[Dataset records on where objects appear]
▬▬▬

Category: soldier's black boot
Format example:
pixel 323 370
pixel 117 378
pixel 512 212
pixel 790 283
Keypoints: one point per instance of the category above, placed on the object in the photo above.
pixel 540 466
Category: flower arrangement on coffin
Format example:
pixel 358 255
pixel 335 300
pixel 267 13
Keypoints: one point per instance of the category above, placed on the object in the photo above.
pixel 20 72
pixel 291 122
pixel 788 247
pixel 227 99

▬▬▬

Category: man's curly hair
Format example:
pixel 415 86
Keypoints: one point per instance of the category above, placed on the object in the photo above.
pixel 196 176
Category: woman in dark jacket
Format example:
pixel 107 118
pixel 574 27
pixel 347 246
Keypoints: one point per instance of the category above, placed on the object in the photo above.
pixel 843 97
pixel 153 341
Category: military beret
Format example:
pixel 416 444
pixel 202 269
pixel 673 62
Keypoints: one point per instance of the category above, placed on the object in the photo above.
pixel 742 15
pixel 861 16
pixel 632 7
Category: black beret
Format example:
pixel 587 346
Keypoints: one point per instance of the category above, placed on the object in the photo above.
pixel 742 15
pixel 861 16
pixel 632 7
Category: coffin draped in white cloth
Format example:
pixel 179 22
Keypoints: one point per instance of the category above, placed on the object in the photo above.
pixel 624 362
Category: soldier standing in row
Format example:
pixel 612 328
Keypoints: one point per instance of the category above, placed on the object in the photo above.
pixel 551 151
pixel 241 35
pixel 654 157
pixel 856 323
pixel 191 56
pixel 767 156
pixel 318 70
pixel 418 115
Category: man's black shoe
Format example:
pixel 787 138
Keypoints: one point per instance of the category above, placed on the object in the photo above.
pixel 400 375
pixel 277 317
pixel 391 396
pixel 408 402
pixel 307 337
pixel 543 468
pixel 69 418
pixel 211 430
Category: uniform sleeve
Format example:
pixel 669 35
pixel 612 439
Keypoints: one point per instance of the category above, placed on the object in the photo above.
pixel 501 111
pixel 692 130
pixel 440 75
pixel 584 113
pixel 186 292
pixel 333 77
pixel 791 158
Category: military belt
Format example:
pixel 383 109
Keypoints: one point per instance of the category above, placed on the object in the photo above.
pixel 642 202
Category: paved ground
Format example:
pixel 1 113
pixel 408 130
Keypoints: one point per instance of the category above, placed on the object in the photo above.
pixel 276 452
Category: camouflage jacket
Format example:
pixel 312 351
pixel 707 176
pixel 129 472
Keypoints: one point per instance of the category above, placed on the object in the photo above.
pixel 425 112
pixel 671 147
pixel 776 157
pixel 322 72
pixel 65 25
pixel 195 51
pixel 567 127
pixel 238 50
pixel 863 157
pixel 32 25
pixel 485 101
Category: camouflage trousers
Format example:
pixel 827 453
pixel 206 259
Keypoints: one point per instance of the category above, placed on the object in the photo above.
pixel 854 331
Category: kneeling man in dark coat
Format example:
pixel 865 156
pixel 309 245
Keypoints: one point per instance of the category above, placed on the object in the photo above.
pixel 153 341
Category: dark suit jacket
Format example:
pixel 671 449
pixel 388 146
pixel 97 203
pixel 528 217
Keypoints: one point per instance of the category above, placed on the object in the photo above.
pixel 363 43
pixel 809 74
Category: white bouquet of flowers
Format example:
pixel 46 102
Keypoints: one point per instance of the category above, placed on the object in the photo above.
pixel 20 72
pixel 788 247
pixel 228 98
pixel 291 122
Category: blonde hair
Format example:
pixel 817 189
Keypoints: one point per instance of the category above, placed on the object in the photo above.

▬▬▬

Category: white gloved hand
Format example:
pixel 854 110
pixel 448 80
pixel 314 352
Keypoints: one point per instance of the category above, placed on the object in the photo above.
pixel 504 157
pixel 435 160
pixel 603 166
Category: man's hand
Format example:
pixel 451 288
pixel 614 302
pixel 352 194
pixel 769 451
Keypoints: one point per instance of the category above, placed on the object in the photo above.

▬▬▬

» EXERCISE TASK
Reproduce word for word the lines of the records above, from the line with "Category: military beret" to the line with "pixel 624 362", including both of those lines and nothing else.

» WRITTEN REPLY
Category: military beret
Format example:
pixel 416 444
pixel 202 269
pixel 673 62
Keypoints: one point per instance of the category above, placed on the object in the photo above.
pixel 742 15
pixel 861 16
pixel 632 7
Category: black beret
Format example:
pixel 587 346
Keypoints: one point per instance of the category above, placed on the object in the photo above.
pixel 742 15
pixel 861 16
pixel 632 7
Category: coffin draped in white cloth
Format example:
pixel 179 22
Keypoints: one point per instance of the category above, placed on the object in the photo above.
pixel 624 362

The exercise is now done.